» **Written task**: State how many lines in the items below contain the string "white", with case counting. Give only the number.
════
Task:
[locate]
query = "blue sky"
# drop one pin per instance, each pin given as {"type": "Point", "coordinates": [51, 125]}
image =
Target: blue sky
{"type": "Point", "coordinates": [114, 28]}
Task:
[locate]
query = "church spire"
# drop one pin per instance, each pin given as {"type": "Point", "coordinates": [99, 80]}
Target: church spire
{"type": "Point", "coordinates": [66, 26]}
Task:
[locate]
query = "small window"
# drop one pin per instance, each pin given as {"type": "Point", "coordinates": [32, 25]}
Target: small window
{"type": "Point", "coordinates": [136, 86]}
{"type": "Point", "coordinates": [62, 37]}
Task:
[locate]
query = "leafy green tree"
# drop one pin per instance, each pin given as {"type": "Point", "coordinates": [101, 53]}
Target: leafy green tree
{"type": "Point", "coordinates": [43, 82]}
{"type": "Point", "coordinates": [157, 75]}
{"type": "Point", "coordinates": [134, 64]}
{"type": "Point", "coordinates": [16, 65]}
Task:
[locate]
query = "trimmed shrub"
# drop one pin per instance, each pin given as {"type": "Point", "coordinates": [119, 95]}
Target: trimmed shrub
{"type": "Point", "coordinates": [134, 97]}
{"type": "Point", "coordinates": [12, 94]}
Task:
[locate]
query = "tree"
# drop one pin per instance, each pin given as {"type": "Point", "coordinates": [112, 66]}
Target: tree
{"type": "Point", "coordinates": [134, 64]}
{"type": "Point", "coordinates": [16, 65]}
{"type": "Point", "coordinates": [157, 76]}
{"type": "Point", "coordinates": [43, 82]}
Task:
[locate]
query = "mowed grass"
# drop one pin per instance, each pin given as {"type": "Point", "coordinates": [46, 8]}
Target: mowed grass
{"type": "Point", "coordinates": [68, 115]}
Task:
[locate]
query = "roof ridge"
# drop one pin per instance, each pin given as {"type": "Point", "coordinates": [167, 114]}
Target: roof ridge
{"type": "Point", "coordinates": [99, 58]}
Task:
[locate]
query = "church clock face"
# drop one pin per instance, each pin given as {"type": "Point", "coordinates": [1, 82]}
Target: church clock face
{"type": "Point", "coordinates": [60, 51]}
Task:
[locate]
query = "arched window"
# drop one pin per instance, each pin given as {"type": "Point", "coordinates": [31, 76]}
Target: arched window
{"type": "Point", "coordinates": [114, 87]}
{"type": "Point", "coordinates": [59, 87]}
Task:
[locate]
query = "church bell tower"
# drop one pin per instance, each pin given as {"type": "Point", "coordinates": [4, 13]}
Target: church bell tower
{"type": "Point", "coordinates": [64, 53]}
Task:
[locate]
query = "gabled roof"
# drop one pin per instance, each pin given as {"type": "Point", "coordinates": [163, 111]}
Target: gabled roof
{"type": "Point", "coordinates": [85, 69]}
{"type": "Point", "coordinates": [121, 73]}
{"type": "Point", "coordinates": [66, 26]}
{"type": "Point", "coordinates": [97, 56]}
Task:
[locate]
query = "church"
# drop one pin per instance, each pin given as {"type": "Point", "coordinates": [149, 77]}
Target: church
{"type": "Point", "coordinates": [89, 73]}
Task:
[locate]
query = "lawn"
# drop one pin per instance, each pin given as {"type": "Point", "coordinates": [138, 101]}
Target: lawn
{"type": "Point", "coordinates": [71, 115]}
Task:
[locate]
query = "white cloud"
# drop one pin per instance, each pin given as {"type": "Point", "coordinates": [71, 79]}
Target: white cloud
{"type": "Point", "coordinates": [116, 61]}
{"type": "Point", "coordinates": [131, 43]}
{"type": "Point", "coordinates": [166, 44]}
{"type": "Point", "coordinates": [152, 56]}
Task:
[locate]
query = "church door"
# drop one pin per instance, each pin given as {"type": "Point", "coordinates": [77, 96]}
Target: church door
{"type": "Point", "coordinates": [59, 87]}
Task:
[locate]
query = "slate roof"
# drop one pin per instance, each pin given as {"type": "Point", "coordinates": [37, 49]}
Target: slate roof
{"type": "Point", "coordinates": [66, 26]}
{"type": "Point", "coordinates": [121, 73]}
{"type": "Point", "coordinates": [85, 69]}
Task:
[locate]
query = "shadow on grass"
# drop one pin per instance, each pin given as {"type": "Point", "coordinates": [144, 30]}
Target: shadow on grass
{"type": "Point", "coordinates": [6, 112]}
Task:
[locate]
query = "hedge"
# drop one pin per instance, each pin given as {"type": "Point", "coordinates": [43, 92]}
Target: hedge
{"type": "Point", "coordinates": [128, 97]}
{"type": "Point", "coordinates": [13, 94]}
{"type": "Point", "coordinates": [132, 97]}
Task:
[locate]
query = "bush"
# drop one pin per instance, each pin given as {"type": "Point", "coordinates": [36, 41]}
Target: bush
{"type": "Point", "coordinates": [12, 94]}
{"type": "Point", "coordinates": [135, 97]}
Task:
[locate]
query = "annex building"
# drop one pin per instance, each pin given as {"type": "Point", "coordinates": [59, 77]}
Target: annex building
════
» **Problem solution**: 2